* **Work order**: Repeat the data exactly, leaving out any image.

[Referring expression data]
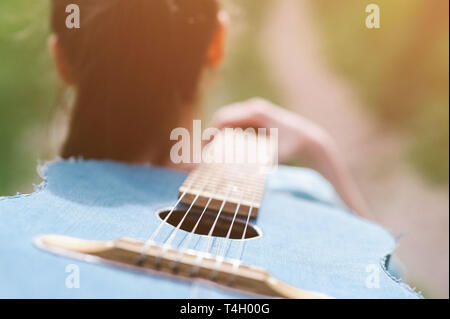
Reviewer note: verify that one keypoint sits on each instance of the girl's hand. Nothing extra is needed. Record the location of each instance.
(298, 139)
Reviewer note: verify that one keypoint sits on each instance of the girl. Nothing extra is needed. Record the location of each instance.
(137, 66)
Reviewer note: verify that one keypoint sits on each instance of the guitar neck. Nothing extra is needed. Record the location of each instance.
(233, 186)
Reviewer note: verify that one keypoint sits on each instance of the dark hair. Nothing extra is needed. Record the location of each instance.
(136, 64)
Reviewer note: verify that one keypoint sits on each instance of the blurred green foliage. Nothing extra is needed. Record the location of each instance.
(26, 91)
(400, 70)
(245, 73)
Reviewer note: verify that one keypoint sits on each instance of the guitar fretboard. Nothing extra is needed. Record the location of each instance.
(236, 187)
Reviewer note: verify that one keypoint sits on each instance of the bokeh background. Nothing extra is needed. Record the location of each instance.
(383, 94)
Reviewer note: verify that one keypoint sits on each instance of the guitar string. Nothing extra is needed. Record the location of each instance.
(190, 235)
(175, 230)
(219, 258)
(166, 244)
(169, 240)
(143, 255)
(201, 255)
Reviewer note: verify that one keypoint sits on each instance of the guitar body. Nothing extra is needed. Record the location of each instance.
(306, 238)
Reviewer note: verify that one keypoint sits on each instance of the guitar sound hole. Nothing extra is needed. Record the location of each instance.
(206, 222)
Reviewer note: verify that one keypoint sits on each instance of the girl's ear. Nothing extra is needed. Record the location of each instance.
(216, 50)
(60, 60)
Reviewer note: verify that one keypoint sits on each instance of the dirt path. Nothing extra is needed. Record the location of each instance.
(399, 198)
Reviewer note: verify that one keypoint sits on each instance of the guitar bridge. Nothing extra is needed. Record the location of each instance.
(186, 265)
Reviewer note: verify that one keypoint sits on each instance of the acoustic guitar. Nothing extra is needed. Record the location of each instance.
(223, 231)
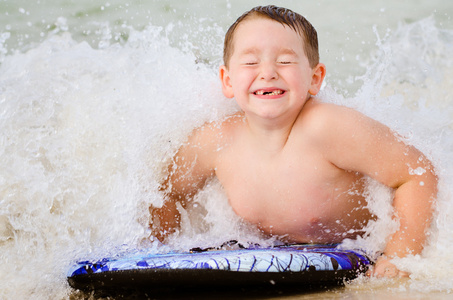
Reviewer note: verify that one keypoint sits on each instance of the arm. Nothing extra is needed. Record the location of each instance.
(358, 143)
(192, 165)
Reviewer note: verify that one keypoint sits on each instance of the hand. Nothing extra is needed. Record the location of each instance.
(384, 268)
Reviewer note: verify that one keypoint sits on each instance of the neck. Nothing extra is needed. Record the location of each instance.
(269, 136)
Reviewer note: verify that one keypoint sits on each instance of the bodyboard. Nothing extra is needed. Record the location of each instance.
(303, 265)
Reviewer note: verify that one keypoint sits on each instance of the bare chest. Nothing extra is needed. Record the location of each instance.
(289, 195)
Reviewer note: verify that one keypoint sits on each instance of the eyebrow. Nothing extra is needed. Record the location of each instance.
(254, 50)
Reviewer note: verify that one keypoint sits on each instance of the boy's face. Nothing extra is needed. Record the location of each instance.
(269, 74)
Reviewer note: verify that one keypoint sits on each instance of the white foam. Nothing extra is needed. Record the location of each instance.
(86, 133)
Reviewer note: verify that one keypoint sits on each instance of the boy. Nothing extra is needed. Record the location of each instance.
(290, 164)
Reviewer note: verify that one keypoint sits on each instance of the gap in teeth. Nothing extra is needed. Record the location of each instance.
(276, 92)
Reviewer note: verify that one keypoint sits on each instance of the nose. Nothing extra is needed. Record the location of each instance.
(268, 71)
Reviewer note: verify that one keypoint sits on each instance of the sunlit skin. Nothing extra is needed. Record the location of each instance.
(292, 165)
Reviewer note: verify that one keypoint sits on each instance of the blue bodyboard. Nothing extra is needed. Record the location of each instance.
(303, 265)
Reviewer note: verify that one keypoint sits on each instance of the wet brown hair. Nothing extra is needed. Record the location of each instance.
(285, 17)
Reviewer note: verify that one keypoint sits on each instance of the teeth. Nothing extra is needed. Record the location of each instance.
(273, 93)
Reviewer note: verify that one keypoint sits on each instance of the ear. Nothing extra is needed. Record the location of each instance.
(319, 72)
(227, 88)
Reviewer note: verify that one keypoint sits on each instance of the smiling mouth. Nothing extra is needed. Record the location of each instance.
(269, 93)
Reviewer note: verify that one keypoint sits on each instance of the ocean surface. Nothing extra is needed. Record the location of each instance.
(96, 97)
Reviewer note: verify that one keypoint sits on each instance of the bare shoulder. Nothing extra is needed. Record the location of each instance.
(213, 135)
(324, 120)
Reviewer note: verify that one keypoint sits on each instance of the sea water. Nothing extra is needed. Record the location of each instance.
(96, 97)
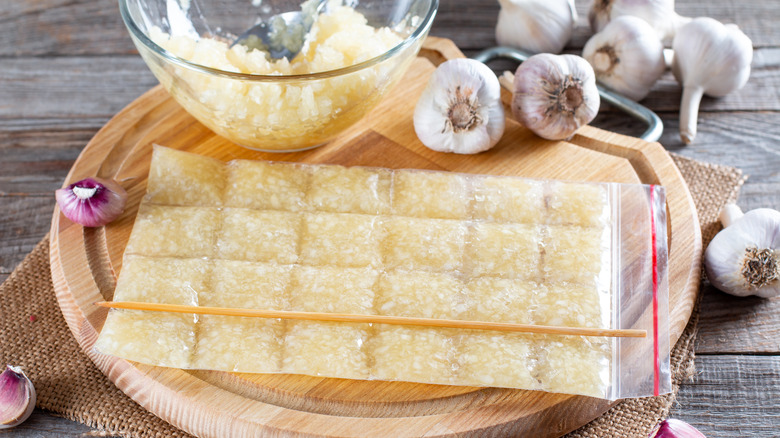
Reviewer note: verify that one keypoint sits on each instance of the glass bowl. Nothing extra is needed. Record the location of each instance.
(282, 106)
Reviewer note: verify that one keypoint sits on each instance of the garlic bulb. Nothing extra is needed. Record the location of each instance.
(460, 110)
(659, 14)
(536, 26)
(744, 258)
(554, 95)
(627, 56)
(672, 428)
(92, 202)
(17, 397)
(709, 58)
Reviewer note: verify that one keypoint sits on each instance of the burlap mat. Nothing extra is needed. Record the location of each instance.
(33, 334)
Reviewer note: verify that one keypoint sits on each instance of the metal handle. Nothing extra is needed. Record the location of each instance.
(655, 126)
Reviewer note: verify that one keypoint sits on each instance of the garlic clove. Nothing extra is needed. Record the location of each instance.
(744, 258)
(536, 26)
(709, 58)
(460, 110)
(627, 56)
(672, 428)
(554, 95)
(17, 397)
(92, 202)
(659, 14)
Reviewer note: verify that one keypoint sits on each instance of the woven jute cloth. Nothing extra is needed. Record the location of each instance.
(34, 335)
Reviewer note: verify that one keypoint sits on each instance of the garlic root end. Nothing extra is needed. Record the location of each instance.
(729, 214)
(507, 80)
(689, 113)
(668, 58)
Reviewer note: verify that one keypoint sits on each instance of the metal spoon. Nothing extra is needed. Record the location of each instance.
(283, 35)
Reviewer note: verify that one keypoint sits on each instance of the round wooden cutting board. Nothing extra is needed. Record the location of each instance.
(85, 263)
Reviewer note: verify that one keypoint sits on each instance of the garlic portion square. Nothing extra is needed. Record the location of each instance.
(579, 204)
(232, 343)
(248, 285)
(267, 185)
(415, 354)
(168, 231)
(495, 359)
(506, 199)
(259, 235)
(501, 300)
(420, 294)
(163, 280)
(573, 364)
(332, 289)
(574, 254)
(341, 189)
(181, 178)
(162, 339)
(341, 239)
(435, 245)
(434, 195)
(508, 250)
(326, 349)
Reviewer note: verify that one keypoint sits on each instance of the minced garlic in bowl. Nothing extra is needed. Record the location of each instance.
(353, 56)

* **Answer below**:
Reviewer note: verify that one keypoint sits on each instance of the girl's hand. Nothing extra is needed. Record the location of each instance.
(298, 139)
Reviewer note: verify that one keypoint sits on each instance of the girl. Nothing extra is needed. Record the location of each instance.
(137, 66)
Reviewer note: verify that one keypoint sits on each instance of the guitar neck. Nothing extra is needed. Record the location of each instance.
(233, 186)
Reviewer note: verify that one keypoint sits on each instance of the dark hair. Nothing extra is needed. Record the location of each instance.
(136, 64)
Reviewer note: verify that one keypoint sits on each instance of the blurred green foliage. Nothing extra is needed. Record the location of each instance.
(26, 91)
(400, 70)
(245, 73)
Reviewer note: verify that one keypoint sits on each instance of the guitar fretboard. Nothing extra is needed. Record the location of each instance.
(236, 187)
Reviewer note: verify that one keypoint sits on each instance of the bokeh background. Nothing extra is needed. Record the location of each instance.
(383, 94)
Reviewer note: verify that one keypoint sits on each instance of the guitar string. Nothing extra is needed. Record the location of each instance.
(190, 235)
(175, 230)
(219, 258)
(166, 244)
(169, 240)
(143, 255)
(201, 255)
Reviewer note: verify that one keypoint sits on each instance of the guitar body. Nothing extra is needed. Record the location of each instance.
(306, 238)
Reviewer note: verify that one keypoint sits on each instance of the guitar sound hole. Nothing extra is needed. Record the location of each instance.
(206, 222)
Reviewer note: verify that one keypoint sits on each instance of the girl's ear. Nothing extra is needed. Record the location of each instance.
(216, 50)
(60, 60)
Reviewer note: verify that one keypoint sits on each instance of the dirt path. Nothing extra is needed. Record the location of each instance.
(399, 198)
Reviewer note: verify that one keypoint sits on each instance of the guitar bridge. Nothing extra is needed. Record the location of each instance.
(186, 265)
Reviewer note: verify that one keypoint sits on each instance of the acoustic guitar. Nothing extra is needed. Record the location of each instance.
(223, 231)
Reviewer note: verify that one keypoint sits on each instance of the arm. Nothing extra is needed. Record the location of each instance.
(358, 143)
(192, 165)
Reviewer note: verify that one keypoint sits on each instance of the hand. Nothing extra is needed. Record the location of each instance.
(384, 268)
Reviewer note: verify that one keypoint sits on each instance of the neck. Nothing extra is needed. Record the location of each instance.
(269, 136)
Reviewer note: verify that one keypoint sits on each instance of the bodyboard. Nothing extra is needed. Record the location of each instance.
(303, 265)
Reviewer note: verify that one keypoint sits on each instance of the bare chest. Nothing extra is needed. Record the location of each instance.
(289, 195)
Reviewer note: verify that one keypoint sits on each instance of the eyebrow. Nothing extra is needed. Record the location of each instance.
(254, 50)
Reviewer note: verify that one keypoint sits on each instance of the boy's face. Nothing extra is needed. Record the location of each instance.
(269, 74)
Reviewer note: verify that one keypoint sits on each instance of the white foam. Nothing extra is needed. Record the location of each instance.
(86, 133)
Reviewer note: verify that one keypoint sits on each instance of the boy. Nothing extra is needed. Record the location of each instance.
(290, 164)
Reviewer note: verify that one keypoint sits on each instance of the gap in teeth. Nothing extra is needed. Record the location of each instance.
(276, 92)
Reviewer note: verify that one keypoint sits on each instance of the nose. Nothing extra is needed. Record the location of each instance.
(268, 71)
Reviewer note: verify that one keypoint sits on each instance of the sunlit skin. Nothing extra is needed. Record the location of each instance.
(292, 165)
Reviewer note: verify that one keypoint sits on each instance of the blue bodyboard. Nothing extra is needed. Record the location of each instance.
(303, 265)
Reviewer note: verify that one keypoint sits on each instance of the wet brown hair. Nothing extra is needed. Record the location of each instance.
(285, 17)
Reviewer note: verify that one keypoint sits on each instance of the teeth. Nothing extra is needed. Record the location of each instance.
(273, 93)
Reviewer note: verify that one keypoint sits on each instance of the ear. Nothing extra is needed. Record the location of each instance.
(319, 72)
(227, 88)
Reviewer note: verify that one keypoint sits on each instance of the smiling mouth. Nothing extra is needed. Record the location of each instance.
(269, 93)
Reviewer note: verify that one keypoint sits on each instance of the ocean surface. Nothing extra is needed. Record the location of each instance.
(96, 97)
Reviewer note: verify that one keypoint sits on each instance of the bare shoulder. Nothing extra is needed. Record the location of each instance.
(213, 135)
(324, 120)
Reviewer note: verify that one keypoint sits on each instance of the sea water. Nothing extra is needed. Record the location of each instance.
(96, 97)
Reviewer note: verify that one keypoint sits on each instance of the glass bowl. Nothing extra is needed. Record the location of each instance.
(282, 106)
Reviewer note: verify that one keypoint sits on each instance of the garlic bulb. Nothing extra is needed. Record the location of each instance.
(460, 110)
(659, 14)
(536, 26)
(744, 258)
(554, 95)
(627, 56)
(672, 428)
(92, 202)
(17, 397)
(709, 58)
Reviewer note: verify that one keypoint sits on each instance of the burlap mat. Nothing extra is needed. Record the location of each instance.
(33, 334)
Reviewer note: verify that one keypoint sits on each instance of the metal handle. Nothing extra is needed. Record the location of each instance.
(655, 126)
Reviewer note: verify that one keypoint sits on each instance of the garlic clove. Nothing extra is needed. Record the location of each instance.
(744, 258)
(536, 26)
(709, 58)
(460, 110)
(627, 56)
(672, 428)
(554, 95)
(17, 397)
(92, 202)
(659, 14)
Reviewer note: verify that one keypoint sits on each instance of the woven jute cloth. Nothing extra is needed. Record the location of each instance.
(34, 335)
Reviewer note: verify that one keypoint sits on each instance of the garlic root end. Nothing extra is needed. Record the location of each instance.
(729, 214)
(507, 80)
(689, 113)
(668, 58)
Reviewer note: verify that one keypoint sits on each instance of the metal spoon. Nothing extra is needed. Record the location of each instance.
(283, 35)
Reviewer note: verify that one keypoint sits on each instance of the round wooden cutting board. Nothing extra is needed. Record the location of each instance.
(85, 263)
Reviewer note: verify that one keypoint sits on each instance of the garlic portion square. Nothing extra is needed. Record the location of each instance.
(579, 204)
(232, 343)
(248, 285)
(267, 185)
(415, 354)
(168, 231)
(495, 359)
(506, 199)
(259, 235)
(501, 300)
(420, 294)
(163, 280)
(573, 364)
(332, 289)
(574, 254)
(341, 189)
(181, 178)
(162, 339)
(341, 239)
(435, 245)
(434, 195)
(508, 250)
(326, 349)
Reviewer note: verify that one keypoint sits on each instance of the minced garlic in bowl. Nothing extra is needed. Record the location of each instance.
(353, 56)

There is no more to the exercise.